[PROBLEM DESCRIPTION]
Locate the line that contains "like [11, 711].", then copy it and all later lines of the data below exactly, through the last one.

[Pointing and labeling entries]
--
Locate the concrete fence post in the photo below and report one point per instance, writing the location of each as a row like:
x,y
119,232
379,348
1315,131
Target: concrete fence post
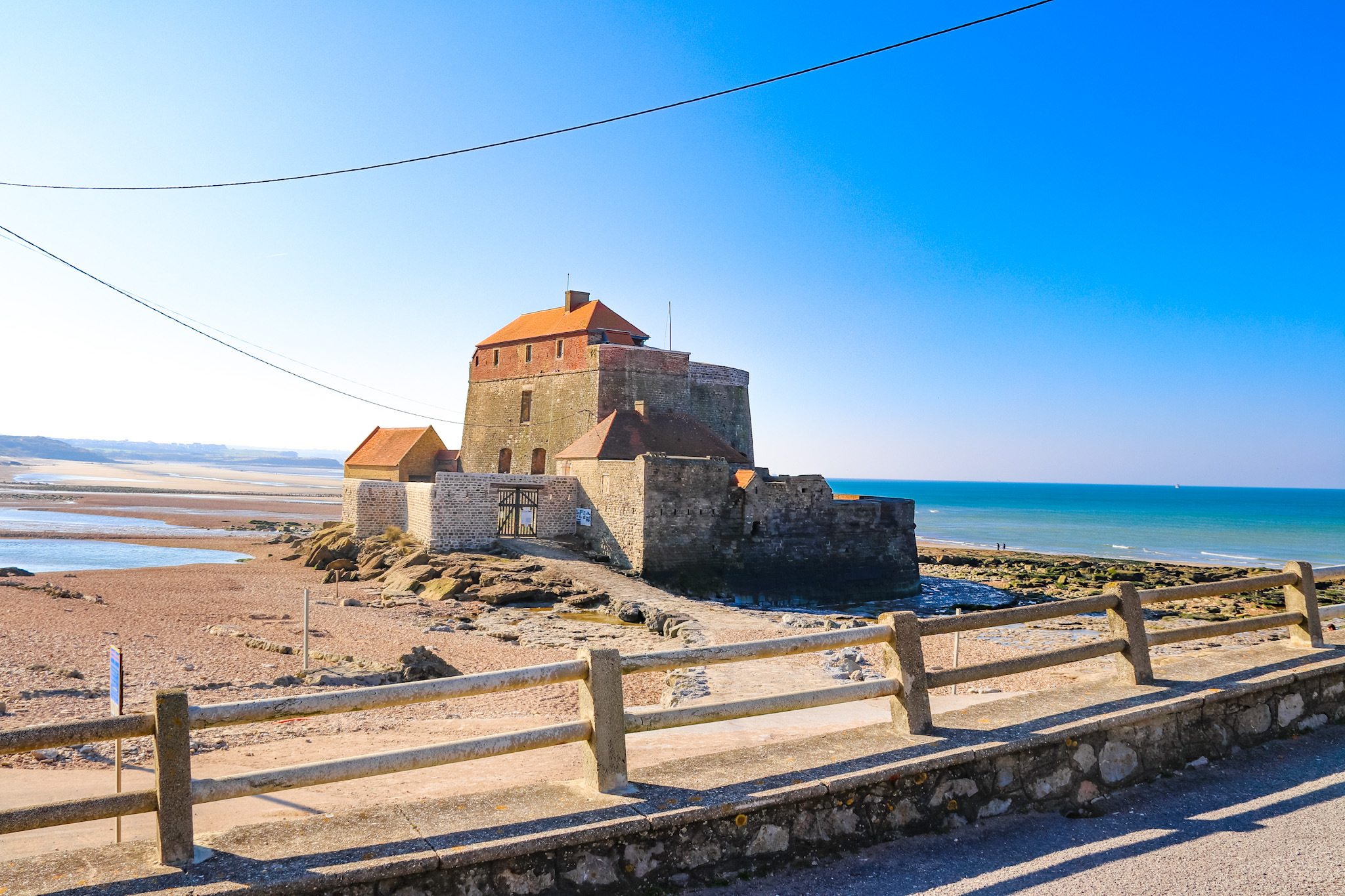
x,y
1302,598
173,777
903,660
1128,622
603,706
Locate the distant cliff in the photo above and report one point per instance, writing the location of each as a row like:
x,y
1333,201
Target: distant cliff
x,y
45,448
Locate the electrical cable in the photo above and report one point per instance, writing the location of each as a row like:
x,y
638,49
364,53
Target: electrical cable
x,y
263,360
271,351
562,131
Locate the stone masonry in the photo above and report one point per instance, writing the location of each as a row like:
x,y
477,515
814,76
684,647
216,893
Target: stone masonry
x,y
708,524
458,511
567,402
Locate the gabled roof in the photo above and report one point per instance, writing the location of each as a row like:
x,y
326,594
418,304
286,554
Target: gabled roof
x,y
625,436
556,322
387,448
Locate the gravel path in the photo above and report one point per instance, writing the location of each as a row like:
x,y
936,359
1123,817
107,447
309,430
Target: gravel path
x,y
1265,821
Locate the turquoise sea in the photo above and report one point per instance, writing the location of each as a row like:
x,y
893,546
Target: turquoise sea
x,y
1187,524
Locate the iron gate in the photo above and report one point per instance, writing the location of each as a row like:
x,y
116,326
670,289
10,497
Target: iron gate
x,y
518,512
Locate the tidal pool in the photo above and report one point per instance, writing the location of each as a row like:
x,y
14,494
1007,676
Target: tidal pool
x,y
68,555
18,521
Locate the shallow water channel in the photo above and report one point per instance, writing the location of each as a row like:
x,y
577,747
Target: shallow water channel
x,y
68,555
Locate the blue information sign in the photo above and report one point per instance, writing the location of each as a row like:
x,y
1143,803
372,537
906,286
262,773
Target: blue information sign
x,y
115,680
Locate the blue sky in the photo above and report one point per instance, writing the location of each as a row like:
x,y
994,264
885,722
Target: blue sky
x,y
1095,242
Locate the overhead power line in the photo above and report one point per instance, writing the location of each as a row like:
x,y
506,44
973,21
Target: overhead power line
x,y
563,131
263,360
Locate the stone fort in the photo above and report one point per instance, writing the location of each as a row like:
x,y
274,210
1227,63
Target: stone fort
x,y
576,429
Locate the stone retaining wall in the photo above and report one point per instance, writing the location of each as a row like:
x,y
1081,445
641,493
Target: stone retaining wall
x,y
938,793
703,821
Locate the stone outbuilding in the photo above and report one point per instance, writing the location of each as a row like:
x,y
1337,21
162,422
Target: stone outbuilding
x,y
404,454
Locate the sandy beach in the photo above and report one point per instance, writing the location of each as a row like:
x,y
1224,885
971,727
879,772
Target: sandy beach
x,y
54,651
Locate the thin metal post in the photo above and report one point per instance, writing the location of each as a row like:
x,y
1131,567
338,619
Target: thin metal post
x,y
957,643
173,777
603,706
116,681
903,660
1128,622
1302,598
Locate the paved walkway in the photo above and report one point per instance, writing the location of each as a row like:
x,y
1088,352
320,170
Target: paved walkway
x,y
1270,820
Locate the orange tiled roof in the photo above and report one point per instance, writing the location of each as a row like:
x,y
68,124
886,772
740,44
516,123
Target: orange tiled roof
x,y
556,322
625,436
387,448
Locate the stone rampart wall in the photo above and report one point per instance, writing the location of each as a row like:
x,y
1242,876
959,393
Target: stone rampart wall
x,y
418,516
458,511
685,521
373,505
613,492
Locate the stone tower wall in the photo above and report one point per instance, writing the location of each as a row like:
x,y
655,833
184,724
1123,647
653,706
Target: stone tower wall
x,y
564,409
567,403
718,398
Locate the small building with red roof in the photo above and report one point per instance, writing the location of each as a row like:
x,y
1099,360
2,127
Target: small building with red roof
x,y
401,454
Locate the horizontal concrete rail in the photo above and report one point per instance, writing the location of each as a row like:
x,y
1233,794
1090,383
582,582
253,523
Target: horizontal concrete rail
x,y
1231,626
990,618
1218,589
1023,664
658,719
66,734
1329,574
384,763
74,811
753,649
357,699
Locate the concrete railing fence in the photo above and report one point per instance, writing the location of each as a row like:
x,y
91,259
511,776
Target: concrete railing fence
x,y
604,721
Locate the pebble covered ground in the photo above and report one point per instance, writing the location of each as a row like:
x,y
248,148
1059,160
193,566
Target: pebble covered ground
x,y
54,649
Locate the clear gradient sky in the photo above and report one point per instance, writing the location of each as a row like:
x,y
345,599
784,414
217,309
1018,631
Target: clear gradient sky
x,y
1095,242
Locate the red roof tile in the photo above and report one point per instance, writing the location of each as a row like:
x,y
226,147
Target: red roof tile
x,y
387,448
625,436
556,322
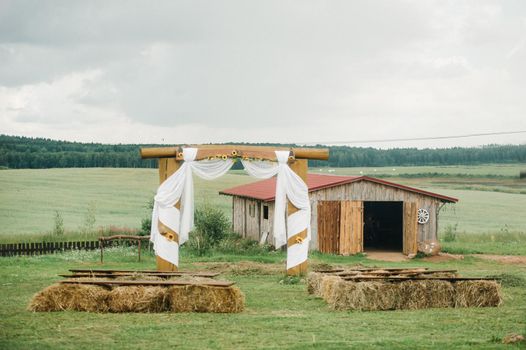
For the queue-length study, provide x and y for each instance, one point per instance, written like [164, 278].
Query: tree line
[18, 152]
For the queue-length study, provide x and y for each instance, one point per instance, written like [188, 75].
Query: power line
[415, 138]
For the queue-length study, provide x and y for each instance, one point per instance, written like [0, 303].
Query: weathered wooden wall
[253, 227]
[249, 226]
[369, 191]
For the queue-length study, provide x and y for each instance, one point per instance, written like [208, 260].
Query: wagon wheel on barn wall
[423, 216]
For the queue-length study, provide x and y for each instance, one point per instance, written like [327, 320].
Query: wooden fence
[40, 248]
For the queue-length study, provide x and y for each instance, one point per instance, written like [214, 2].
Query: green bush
[211, 227]
[211, 223]
[58, 227]
[450, 233]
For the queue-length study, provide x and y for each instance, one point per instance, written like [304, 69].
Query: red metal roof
[265, 190]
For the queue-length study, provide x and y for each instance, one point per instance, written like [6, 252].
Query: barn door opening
[383, 226]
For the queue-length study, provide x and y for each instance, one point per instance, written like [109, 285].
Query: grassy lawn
[277, 315]
[492, 198]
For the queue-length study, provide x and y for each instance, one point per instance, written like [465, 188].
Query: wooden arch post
[167, 166]
[300, 167]
[170, 159]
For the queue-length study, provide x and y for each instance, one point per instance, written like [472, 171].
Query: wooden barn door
[340, 227]
[351, 227]
[410, 228]
[328, 226]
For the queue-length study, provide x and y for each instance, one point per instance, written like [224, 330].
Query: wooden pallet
[148, 272]
[126, 274]
[414, 278]
[150, 283]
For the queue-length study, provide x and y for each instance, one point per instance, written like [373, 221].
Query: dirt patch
[503, 259]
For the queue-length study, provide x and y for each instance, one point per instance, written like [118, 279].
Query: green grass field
[29, 198]
[488, 219]
[277, 316]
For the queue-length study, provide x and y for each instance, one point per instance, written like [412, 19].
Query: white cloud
[279, 71]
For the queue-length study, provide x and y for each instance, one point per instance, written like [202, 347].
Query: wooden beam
[151, 283]
[411, 278]
[149, 272]
[236, 151]
[127, 274]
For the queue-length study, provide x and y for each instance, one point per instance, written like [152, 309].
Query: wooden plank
[329, 226]
[411, 278]
[152, 272]
[410, 228]
[263, 152]
[151, 283]
[124, 274]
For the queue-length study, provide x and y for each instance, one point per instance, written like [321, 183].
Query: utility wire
[414, 139]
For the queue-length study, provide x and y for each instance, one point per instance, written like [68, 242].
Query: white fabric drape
[288, 185]
[180, 186]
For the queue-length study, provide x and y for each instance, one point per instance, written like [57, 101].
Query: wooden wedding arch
[170, 159]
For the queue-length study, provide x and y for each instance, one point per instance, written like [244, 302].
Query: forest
[18, 152]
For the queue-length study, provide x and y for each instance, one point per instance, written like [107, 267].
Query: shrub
[211, 223]
[450, 233]
[211, 227]
[58, 227]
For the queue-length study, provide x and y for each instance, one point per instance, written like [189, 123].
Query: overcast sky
[263, 71]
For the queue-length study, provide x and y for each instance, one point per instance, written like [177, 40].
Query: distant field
[29, 198]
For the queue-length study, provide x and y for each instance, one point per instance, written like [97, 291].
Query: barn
[350, 214]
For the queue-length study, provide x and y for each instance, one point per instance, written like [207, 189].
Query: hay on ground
[366, 296]
[327, 286]
[425, 294]
[138, 299]
[202, 298]
[78, 297]
[139, 277]
[477, 294]
[314, 282]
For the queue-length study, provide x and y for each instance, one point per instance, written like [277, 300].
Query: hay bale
[326, 287]
[202, 298]
[365, 296]
[440, 294]
[477, 294]
[425, 294]
[314, 283]
[138, 299]
[79, 297]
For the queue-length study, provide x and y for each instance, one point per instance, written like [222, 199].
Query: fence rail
[39, 248]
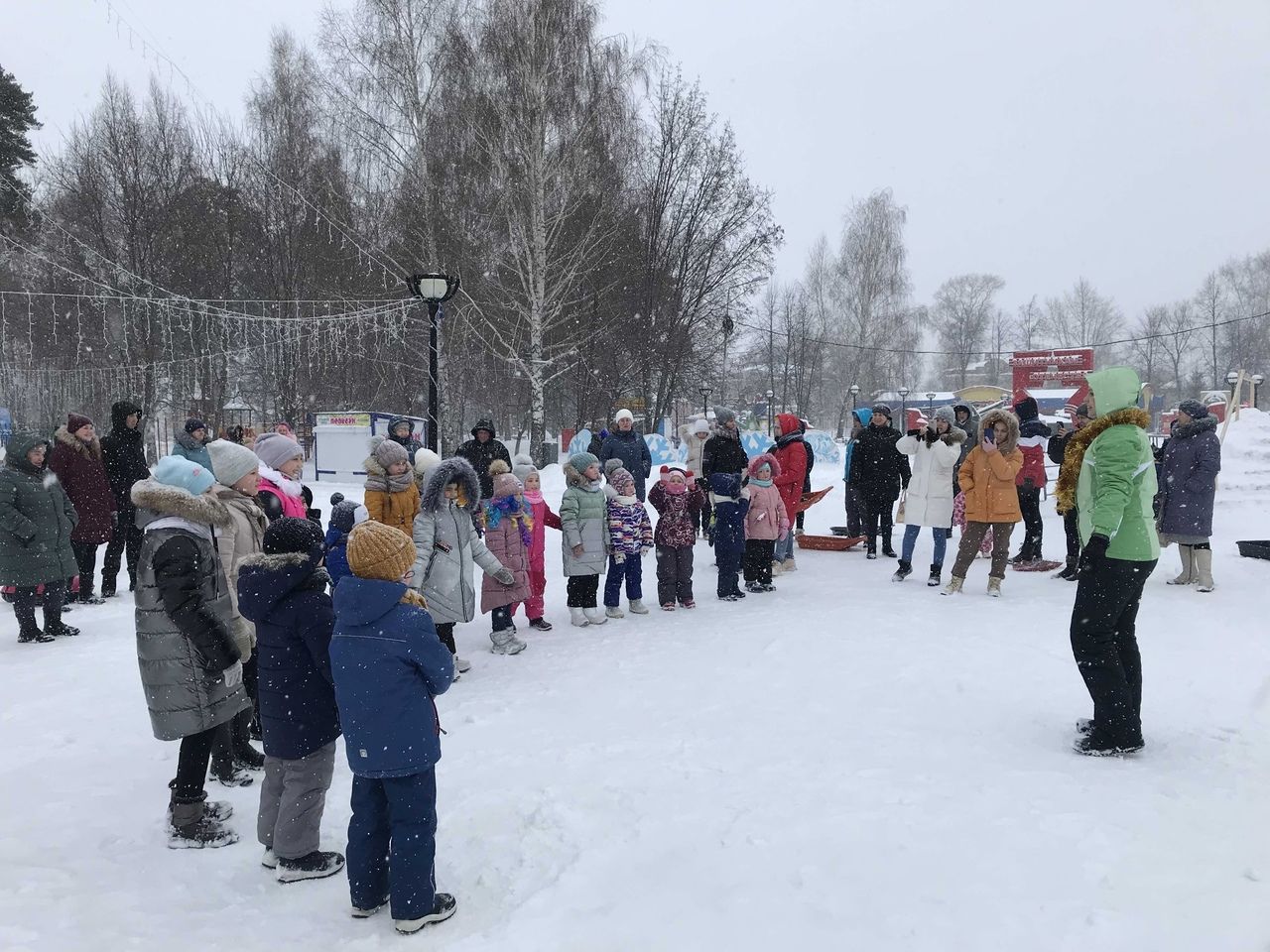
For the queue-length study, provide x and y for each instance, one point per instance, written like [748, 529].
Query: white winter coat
[930, 490]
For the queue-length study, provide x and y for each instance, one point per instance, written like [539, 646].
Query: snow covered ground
[846, 763]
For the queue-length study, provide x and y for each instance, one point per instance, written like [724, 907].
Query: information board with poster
[341, 440]
[1051, 370]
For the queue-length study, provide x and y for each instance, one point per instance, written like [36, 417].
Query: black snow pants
[1105, 645]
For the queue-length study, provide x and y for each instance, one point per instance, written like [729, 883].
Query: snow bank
[846, 763]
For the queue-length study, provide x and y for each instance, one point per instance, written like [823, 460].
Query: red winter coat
[81, 472]
[790, 452]
[504, 542]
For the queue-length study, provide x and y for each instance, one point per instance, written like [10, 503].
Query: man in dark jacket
[1033, 440]
[1058, 445]
[722, 451]
[125, 457]
[483, 449]
[880, 472]
[627, 444]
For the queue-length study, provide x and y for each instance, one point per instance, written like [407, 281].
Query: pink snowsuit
[543, 517]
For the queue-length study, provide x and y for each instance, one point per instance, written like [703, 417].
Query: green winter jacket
[36, 520]
[1118, 475]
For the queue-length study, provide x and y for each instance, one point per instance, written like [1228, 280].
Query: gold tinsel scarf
[1074, 453]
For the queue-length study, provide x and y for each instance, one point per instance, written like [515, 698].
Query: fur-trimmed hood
[1185, 430]
[765, 458]
[91, 451]
[172, 500]
[454, 468]
[989, 420]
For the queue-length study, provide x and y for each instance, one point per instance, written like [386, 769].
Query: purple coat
[1189, 479]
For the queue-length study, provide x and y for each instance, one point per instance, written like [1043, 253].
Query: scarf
[1074, 453]
[511, 508]
[384, 481]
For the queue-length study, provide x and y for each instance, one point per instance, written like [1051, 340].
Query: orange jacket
[395, 509]
[988, 480]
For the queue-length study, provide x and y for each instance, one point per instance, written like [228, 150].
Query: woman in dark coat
[1191, 462]
[125, 458]
[626, 444]
[76, 458]
[190, 665]
[36, 524]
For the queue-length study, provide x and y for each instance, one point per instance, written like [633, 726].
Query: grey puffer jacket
[445, 544]
[584, 521]
[183, 613]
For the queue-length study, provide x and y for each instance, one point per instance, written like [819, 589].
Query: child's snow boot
[506, 643]
[1203, 561]
[314, 866]
[1188, 575]
[443, 907]
[190, 826]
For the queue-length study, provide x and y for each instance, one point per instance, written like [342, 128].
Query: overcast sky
[1128, 143]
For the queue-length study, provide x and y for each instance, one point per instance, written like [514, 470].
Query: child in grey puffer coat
[445, 548]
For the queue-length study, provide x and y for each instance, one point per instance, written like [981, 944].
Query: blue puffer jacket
[336, 556]
[729, 531]
[286, 597]
[389, 664]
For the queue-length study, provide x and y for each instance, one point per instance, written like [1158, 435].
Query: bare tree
[961, 315]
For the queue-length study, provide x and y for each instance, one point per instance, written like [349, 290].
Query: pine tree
[17, 119]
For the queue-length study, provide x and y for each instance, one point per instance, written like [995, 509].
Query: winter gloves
[1092, 555]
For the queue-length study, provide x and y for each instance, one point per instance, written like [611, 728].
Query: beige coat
[241, 538]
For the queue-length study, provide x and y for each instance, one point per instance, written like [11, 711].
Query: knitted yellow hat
[379, 551]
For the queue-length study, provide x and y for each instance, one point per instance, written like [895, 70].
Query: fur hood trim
[992, 417]
[289, 488]
[276, 562]
[1074, 451]
[1185, 430]
[454, 468]
[176, 502]
[93, 451]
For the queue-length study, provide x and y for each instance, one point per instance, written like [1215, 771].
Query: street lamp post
--
[TASK RESPONSE]
For the queue-length study, provide x and y for each instance, one point per instance, written like [11, 711].
Query: knitted yellow hat
[379, 551]
For the queue-length study, provide x and y for each instance, one point per instance, written like [895, 70].
Query: fur hood trim
[992, 417]
[289, 488]
[276, 562]
[1074, 451]
[1185, 430]
[454, 468]
[176, 502]
[93, 451]
For the queue-length study, provide x and y for each instance, one point per instance, written like [1215, 771].
Query: street lamp post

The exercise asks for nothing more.